Required task :: Can you reproduce the lines below word for word, leaving out the picture?

Provided data ::
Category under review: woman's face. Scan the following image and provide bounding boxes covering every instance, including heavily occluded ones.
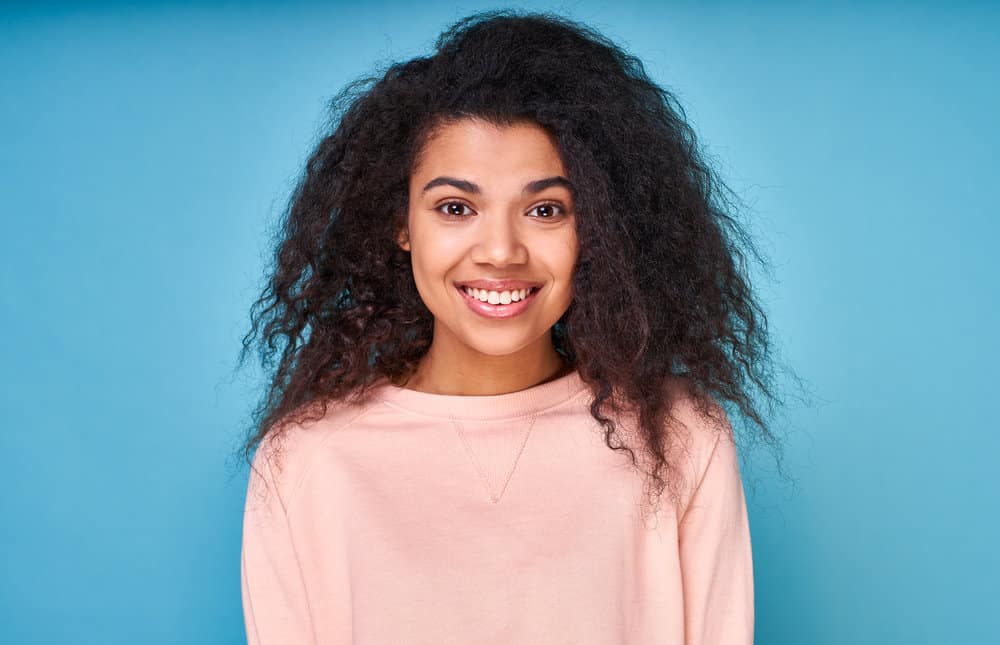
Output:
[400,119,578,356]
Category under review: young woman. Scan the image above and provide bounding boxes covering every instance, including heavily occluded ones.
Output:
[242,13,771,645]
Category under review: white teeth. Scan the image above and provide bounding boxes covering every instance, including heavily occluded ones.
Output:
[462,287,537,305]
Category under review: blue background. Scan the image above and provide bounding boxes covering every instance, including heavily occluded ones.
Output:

Solution to this problem ::
Category under review: woman's face. Scan the following image and provide bounding boxes covering every instance, including heavily occluded ones.
Output:
[400,119,578,356]
Category under review: young woman. Scan the image above and provide bounding boxes covering every instance, including heavily occluded ones.
Output:
[242,13,771,645]
Category under review: white teeth. Scan the image above and provide bounding boxes covering every instance, including heavily occluded ones.
Output:
[462,287,537,305]
Category under review: blue background. Scan the image above and provide bounding boxes covering every instance, including heavily occluded ones.
Output:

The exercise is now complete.